Written tasks:
• A. Answer the following from the passage on Typee scalar types, one line each:
(i) Which types does Typee provide for floating numbers?
(ii) With what character must an integer constant end?
(iii) In an arithmetic expression that mixes integers and floating numbers, into what are the integers converted first?
• B. Reproduce the passage on Typee scalar types verbatim from "These generic scalar" to "with unsigned types).".
• C. List every integer type name that the passage on Typee scalar types specifies for the integer sizes of 8, 16, 32 and 64 bits.

Supplied passage:
•••
The only valid operators with booleans are:

assignment operator
equality and non-equality operators
boolean operators and, or and not

These are explained elsewhere but they act in Typee as in any programming language (same preceedence and same results).

Typee make no assumption on used memory space for storing booleans. This is definitively dependent on the targetted programming language at translation then compilation time.

3.2.2 Integers

Typee defines integers as coded on 8, 16, 32 and 64 bits, signed or unsigned. To be definitively unambiguous about size of storage and signed/unsigned status, 8 types names are specified which should be self explanatory. These types are part of scalar types.

int8 and uint8 – 8-bits coded, signed / unsigned
int16 and uint16 – 16-bits coded, signed / unsigned
int32 and uint32 – 32-bits coded, signed / unsigned
int64 and uint64 – 64-bits coded, signed / unsigned

A special case is about generic scalar types. They are of two kinds about integers:

_int_
_uint_ and
_numeric_

These generic scalar types have been added to the initial syntax to ease the shortening of list of types when all listed types are integers. _int_ stands for all signed integer types. _uint_ stands for all unsigned types. Those keywords are inserted in underscores to mark them as being unusual types for Typee. Programmers are strongly encouraged to use them only as shortcuts for code as, for instance: ? in (int8, int16, int32, int64) (the whole can be safely replaced with _int_ – the same stands with unsigned types).

_numeric_ can be substituted to lists of ALL integer types, signed and unsigned, plus floats. This is a very generic numeric type which may greatly help the writing of long code but with a big loss of precision on types verification.

All integer types are compatible with all other integer types, but overflow may result at run-time when operating on integers. This is not managed by Typee. Integers may also be operated with floats (see next sub-section on floats). They will first be promoted to floats before operation takes place.

Integer constants are coded as usual. They must begin with a digit (from 0 to 9), with digits again next and with allowed separating underscores, while they must be ended with a digit and not with an underscore. Constants may be binary, octal, decimal or hexadcimal. Here are Examples:

binary     : 0b0101, 0b1111_1111
octal      : 017, 0123_777
decimal    : 123, 9_876_543_210
hexadecimal: 0x1f, 0xffff_ffff_ffff_ffff

Operators applicable on integers are:

assignment operator
all comparison operators
artihmetic operators
bitwise operators
shifting operators

Precedence on operators are the same as for any other programming language. This is fully described later, when discussing Typee operators.

3.2.3 Floats

Floating numbers in Typee are 32- and 64- bits coded. Corresponding types are resp. float32 and float64. These types are part of scalar types.

Both types are compatible but overflow as well as underflow and precision loss may happen when mixing floating types. When integer and floating numbers appear in arithmetic expressions, integers are converted first into the largest floating type used in this expression.

A special case is about generic scalar types:

_float_ and
_numeric_

These generic types has been added to the initial syntax to ease the shortening of list of types when all listed types are floats. The keywords associated with geberic scalar types are inserted in underscores to mark them as being unusual types for Typee. Programmers are strongly encouraged to use them only as shortcuts for code as, for instance: ? in (float32, float64) (the whole can be safely replaced with _float_).

_numeric_ can be substituted to lists of ALL float types plus ALL integer types, signed and unsigned. This is a very generic numeric type which may greatly help the writing of long code but with a big loss of precision on types verification.
•••
Extracted data:
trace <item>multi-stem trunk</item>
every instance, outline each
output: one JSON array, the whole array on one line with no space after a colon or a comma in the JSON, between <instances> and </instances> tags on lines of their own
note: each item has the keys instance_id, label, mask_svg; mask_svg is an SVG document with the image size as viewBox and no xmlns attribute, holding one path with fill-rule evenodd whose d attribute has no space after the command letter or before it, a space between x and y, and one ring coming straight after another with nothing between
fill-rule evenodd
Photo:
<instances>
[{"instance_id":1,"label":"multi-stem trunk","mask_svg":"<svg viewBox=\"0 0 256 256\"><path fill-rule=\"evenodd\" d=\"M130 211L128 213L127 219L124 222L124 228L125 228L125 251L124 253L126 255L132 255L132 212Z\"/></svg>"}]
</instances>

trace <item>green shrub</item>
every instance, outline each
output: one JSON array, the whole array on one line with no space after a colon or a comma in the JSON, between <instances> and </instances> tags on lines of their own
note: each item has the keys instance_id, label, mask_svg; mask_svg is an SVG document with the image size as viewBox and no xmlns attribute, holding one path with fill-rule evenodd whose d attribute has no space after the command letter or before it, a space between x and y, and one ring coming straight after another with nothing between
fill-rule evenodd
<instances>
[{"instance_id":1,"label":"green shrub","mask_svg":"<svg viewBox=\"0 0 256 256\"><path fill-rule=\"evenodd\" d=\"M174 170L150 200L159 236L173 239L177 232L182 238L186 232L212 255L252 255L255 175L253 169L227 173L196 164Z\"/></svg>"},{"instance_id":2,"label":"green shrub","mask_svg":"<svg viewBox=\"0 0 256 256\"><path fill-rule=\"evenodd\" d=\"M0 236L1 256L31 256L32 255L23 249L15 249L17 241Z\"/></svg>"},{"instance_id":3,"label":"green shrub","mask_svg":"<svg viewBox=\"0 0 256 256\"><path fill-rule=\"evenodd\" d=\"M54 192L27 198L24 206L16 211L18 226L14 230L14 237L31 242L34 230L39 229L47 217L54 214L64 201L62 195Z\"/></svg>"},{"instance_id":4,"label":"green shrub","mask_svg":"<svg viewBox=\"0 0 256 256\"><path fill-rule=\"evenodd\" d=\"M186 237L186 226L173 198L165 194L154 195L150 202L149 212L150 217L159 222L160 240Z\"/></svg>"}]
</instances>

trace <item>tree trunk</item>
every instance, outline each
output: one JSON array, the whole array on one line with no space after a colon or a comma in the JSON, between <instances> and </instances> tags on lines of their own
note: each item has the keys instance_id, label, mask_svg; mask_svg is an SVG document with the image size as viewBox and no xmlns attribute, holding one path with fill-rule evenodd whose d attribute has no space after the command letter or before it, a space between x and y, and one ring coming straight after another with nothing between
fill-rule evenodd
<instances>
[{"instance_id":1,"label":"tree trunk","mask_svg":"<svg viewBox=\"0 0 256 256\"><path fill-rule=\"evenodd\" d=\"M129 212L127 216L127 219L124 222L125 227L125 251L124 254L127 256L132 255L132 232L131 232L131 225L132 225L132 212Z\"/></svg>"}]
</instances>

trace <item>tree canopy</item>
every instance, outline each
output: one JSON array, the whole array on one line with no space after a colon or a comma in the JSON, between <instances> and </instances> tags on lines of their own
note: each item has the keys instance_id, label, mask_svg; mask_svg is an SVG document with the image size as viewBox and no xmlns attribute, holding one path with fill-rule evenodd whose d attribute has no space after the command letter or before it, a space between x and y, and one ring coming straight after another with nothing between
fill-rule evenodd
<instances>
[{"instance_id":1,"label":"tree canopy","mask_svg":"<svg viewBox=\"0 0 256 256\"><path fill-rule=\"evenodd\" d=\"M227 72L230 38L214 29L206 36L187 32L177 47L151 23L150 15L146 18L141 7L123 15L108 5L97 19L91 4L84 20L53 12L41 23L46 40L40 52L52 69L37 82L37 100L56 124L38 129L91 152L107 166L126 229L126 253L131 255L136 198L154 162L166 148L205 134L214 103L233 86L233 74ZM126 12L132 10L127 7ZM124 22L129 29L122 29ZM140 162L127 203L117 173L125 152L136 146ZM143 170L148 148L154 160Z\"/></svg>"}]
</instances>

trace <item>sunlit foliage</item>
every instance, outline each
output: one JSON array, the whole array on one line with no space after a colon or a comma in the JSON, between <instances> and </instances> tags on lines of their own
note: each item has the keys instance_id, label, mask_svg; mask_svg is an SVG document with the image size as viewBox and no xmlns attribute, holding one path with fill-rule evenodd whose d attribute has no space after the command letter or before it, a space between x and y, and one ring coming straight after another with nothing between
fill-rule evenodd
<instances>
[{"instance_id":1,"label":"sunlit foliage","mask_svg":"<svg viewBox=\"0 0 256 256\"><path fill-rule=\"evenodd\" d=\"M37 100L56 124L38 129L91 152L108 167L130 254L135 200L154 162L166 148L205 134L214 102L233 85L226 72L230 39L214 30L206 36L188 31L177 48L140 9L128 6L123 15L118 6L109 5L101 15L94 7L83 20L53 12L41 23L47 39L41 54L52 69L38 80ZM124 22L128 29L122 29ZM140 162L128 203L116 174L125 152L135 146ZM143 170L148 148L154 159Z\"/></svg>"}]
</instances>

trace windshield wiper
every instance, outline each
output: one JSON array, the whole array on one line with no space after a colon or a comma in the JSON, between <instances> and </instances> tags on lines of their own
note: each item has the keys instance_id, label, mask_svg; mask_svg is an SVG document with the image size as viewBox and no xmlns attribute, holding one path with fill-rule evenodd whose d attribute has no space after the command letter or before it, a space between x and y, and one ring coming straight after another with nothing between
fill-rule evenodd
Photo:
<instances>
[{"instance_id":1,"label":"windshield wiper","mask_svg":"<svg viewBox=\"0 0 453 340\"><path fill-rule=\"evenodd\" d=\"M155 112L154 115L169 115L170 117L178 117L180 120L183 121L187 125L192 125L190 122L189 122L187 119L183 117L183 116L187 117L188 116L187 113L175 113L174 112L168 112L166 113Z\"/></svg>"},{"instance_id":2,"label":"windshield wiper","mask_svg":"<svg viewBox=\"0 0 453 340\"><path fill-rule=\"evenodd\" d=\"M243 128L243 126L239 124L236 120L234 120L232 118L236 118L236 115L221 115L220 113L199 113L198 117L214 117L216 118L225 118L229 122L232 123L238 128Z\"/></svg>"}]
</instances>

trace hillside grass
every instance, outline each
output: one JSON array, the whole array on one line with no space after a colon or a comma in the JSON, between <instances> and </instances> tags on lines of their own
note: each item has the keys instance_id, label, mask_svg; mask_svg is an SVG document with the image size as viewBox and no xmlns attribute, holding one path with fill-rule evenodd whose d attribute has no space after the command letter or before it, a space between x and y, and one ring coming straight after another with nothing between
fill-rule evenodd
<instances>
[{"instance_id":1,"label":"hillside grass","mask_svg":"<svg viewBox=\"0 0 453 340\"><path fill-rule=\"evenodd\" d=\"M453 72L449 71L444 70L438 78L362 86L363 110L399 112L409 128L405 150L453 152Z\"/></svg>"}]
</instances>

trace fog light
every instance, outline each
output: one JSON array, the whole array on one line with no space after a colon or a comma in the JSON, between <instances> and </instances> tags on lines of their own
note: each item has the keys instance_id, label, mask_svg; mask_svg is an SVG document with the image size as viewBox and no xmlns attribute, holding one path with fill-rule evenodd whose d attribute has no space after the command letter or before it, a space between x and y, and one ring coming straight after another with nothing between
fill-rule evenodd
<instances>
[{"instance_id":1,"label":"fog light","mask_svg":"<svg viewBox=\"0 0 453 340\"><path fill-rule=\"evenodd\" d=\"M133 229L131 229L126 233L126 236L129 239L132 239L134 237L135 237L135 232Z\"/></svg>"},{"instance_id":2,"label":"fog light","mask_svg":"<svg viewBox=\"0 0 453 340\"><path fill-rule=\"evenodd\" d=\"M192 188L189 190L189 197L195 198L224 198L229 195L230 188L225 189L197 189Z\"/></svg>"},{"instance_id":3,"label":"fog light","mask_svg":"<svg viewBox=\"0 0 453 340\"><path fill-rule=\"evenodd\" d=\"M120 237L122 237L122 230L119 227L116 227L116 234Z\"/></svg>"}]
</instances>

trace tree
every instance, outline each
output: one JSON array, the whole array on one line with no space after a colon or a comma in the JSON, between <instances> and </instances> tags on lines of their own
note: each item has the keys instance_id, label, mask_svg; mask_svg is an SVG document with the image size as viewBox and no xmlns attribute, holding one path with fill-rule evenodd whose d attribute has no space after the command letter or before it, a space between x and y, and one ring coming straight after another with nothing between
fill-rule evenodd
•••
Task-by-task outputs:
• A.
(i) float32 and float64.
(ii) A digit, not an underscore.
(iii) The largest floating type used in that expression.

• B.
These generic scalar types have been added to the initial syntax to ease the shortening of list of types when all listed types are integers. _int_ stands for all signed integer types. _uint_ stands for all unsigned types. Those keywords are inserted in underscores to mark them as being unusual types for Typee. Programmers are strongly encouraged to use them only as shortcuts for code as, for instance: ? in (int8, int16, int32, int64) (the whole can be safely replaced with _int_ – the same stands with unsigned types).

• C. int8, uint8, int16, uint16, int32, uint32, int64, uint64